start Provided entries

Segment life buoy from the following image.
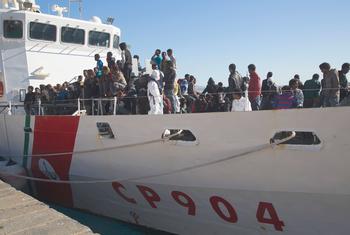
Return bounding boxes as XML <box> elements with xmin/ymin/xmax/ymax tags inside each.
<box><xmin>0</xmin><ymin>159</ymin><xmax>27</xmax><ymax>190</ymax></box>
<box><xmin>0</xmin><ymin>81</ymin><xmax>4</xmax><ymax>97</ymax></box>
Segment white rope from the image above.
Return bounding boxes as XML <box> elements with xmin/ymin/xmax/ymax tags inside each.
<box><xmin>1</xmin><ymin>132</ymin><xmax>296</xmax><ymax>184</ymax></box>
<box><xmin>2</xmin><ymin>130</ymin><xmax>183</xmax><ymax>158</ymax></box>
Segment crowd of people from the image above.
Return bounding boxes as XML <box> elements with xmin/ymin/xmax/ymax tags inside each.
<box><xmin>24</xmin><ymin>43</ymin><xmax>350</xmax><ymax>115</ymax></box>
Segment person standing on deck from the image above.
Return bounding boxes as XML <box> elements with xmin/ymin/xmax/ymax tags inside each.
<box><xmin>106</xmin><ymin>51</ymin><xmax>115</xmax><ymax>70</ymax></box>
<box><xmin>289</xmin><ymin>79</ymin><xmax>304</xmax><ymax>108</ymax></box>
<box><xmin>231</xmin><ymin>88</ymin><xmax>252</xmax><ymax>112</ymax></box>
<box><xmin>159</xmin><ymin>51</ymin><xmax>169</xmax><ymax>73</ymax></box>
<box><xmin>320</xmin><ymin>63</ymin><xmax>340</xmax><ymax>107</ymax></box>
<box><xmin>163</xmin><ymin>61</ymin><xmax>176</xmax><ymax>113</ymax></box>
<box><xmin>261</xmin><ymin>72</ymin><xmax>277</xmax><ymax>110</ymax></box>
<box><xmin>303</xmin><ymin>74</ymin><xmax>321</xmax><ymax>108</ymax></box>
<box><xmin>151</xmin><ymin>64</ymin><xmax>164</xmax><ymax>91</ymax></box>
<box><xmin>167</xmin><ymin>49</ymin><xmax>177</xmax><ymax>70</ymax></box>
<box><xmin>228</xmin><ymin>64</ymin><xmax>244</xmax><ymax>93</ymax></box>
<box><xmin>151</xmin><ymin>49</ymin><xmax>162</xmax><ymax>68</ymax></box>
<box><xmin>338</xmin><ymin>63</ymin><xmax>350</xmax><ymax>102</ymax></box>
<box><xmin>24</xmin><ymin>86</ymin><xmax>35</xmax><ymax>115</ymax></box>
<box><xmin>147</xmin><ymin>74</ymin><xmax>163</xmax><ymax>115</ymax></box>
<box><xmin>119</xmin><ymin>42</ymin><xmax>132</xmax><ymax>85</ymax></box>
<box><xmin>293</xmin><ymin>74</ymin><xmax>304</xmax><ymax>90</ymax></box>
<box><xmin>248</xmin><ymin>64</ymin><xmax>261</xmax><ymax>111</ymax></box>
<box><xmin>95</xmin><ymin>54</ymin><xmax>103</xmax><ymax>79</ymax></box>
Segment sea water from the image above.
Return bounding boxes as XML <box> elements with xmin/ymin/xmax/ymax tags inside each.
<box><xmin>50</xmin><ymin>204</ymin><xmax>169</xmax><ymax>235</ymax></box>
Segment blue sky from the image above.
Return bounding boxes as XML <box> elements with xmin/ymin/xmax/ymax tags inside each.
<box><xmin>37</xmin><ymin>0</ymin><xmax>350</xmax><ymax>85</ymax></box>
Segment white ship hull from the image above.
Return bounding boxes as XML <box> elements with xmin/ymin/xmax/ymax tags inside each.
<box><xmin>0</xmin><ymin>108</ymin><xmax>350</xmax><ymax>234</ymax></box>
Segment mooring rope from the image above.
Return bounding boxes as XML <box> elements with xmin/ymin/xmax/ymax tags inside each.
<box><xmin>1</xmin><ymin>130</ymin><xmax>183</xmax><ymax>158</ymax></box>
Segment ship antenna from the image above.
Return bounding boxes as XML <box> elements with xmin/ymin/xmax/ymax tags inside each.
<box><xmin>68</xmin><ymin>0</ymin><xmax>83</xmax><ymax>19</ymax></box>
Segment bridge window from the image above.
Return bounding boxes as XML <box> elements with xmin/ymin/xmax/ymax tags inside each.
<box><xmin>29</xmin><ymin>22</ymin><xmax>57</xmax><ymax>42</ymax></box>
<box><xmin>4</xmin><ymin>20</ymin><xmax>23</xmax><ymax>39</ymax></box>
<box><xmin>61</xmin><ymin>27</ymin><xmax>85</xmax><ymax>45</ymax></box>
<box><xmin>113</xmin><ymin>35</ymin><xmax>120</xmax><ymax>49</ymax></box>
<box><xmin>272</xmin><ymin>131</ymin><xmax>321</xmax><ymax>145</ymax></box>
<box><xmin>96</xmin><ymin>122</ymin><xmax>115</xmax><ymax>139</ymax></box>
<box><xmin>162</xmin><ymin>129</ymin><xmax>197</xmax><ymax>142</ymax></box>
<box><xmin>89</xmin><ymin>31</ymin><xmax>111</xmax><ymax>47</ymax></box>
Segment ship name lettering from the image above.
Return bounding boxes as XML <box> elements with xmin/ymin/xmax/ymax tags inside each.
<box><xmin>112</xmin><ymin>182</ymin><xmax>285</xmax><ymax>232</ymax></box>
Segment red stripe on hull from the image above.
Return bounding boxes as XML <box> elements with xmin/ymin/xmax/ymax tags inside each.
<box><xmin>31</xmin><ymin>116</ymin><xmax>79</xmax><ymax>207</ymax></box>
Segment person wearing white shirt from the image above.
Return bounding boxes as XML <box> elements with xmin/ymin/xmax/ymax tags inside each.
<box><xmin>151</xmin><ymin>64</ymin><xmax>164</xmax><ymax>89</ymax></box>
<box><xmin>147</xmin><ymin>71</ymin><xmax>163</xmax><ymax>115</ymax></box>
<box><xmin>231</xmin><ymin>89</ymin><xmax>252</xmax><ymax>112</ymax></box>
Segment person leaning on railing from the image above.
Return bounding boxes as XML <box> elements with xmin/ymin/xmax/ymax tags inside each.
<box><xmin>320</xmin><ymin>63</ymin><xmax>340</xmax><ymax>107</ymax></box>
<box><xmin>303</xmin><ymin>74</ymin><xmax>321</xmax><ymax>108</ymax></box>
<box><xmin>24</xmin><ymin>86</ymin><xmax>35</xmax><ymax>115</ymax></box>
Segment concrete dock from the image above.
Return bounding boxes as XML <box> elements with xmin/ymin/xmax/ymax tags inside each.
<box><xmin>0</xmin><ymin>180</ymin><xmax>94</xmax><ymax>235</ymax></box>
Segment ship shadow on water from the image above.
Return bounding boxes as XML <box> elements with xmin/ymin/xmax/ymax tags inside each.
<box><xmin>48</xmin><ymin>203</ymin><xmax>171</xmax><ymax>235</ymax></box>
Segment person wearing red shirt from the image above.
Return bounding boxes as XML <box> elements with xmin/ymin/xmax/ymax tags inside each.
<box><xmin>248</xmin><ymin>64</ymin><xmax>261</xmax><ymax>111</ymax></box>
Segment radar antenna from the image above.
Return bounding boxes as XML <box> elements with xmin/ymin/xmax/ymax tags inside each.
<box><xmin>68</xmin><ymin>0</ymin><xmax>83</xmax><ymax>19</ymax></box>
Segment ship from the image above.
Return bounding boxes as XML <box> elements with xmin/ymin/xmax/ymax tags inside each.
<box><xmin>0</xmin><ymin>1</ymin><xmax>350</xmax><ymax>235</ymax></box>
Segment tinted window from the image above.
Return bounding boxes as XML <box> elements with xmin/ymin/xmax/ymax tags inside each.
<box><xmin>273</xmin><ymin>131</ymin><xmax>321</xmax><ymax>145</ymax></box>
<box><xmin>29</xmin><ymin>22</ymin><xmax>57</xmax><ymax>42</ymax></box>
<box><xmin>4</xmin><ymin>20</ymin><xmax>23</xmax><ymax>38</ymax></box>
<box><xmin>89</xmin><ymin>31</ymin><xmax>111</xmax><ymax>47</ymax></box>
<box><xmin>113</xmin><ymin>35</ymin><xmax>119</xmax><ymax>49</ymax></box>
<box><xmin>61</xmin><ymin>27</ymin><xmax>85</xmax><ymax>45</ymax></box>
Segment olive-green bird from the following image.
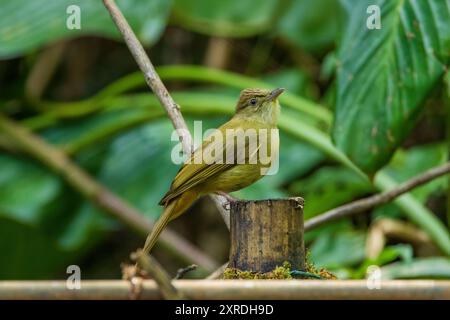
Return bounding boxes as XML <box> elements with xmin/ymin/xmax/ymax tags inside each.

end Provided entries

Exercise goal
Repeat, without changes, the lines from the one with "Segment ship from the image above." through the end of the records, leaving the pictures out.

Answer to the task
Segment ship from the image above.
Return bounding boxes as XML <box> elements with xmin/ymin/xmax/ymax tags inside each.
<box><xmin>0</xmin><ymin>1</ymin><xmax>350</xmax><ymax>235</ymax></box>
Segment tinted window from the image above.
Return bounding boxes as XML <box> elements with xmin/ymin/xmax/ymax tags inside each.
<box><xmin>273</xmin><ymin>131</ymin><xmax>321</xmax><ymax>145</ymax></box>
<box><xmin>29</xmin><ymin>22</ymin><xmax>57</xmax><ymax>42</ymax></box>
<box><xmin>4</xmin><ymin>20</ymin><xmax>23</xmax><ymax>38</ymax></box>
<box><xmin>89</xmin><ymin>31</ymin><xmax>111</xmax><ymax>47</ymax></box>
<box><xmin>113</xmin><ymin>35</ymin><xmax>119</xmax><ymax>49</ymax></box>
<box><xmin>61</xmin><ymin>27</ymin><xmax>85</xmax><ymax>45</ymax></box>
Segment olive-green bird from the following image.
Return bounding boxes as XML <box> elements with xmin/ymin/xmax/ymax tags inside each.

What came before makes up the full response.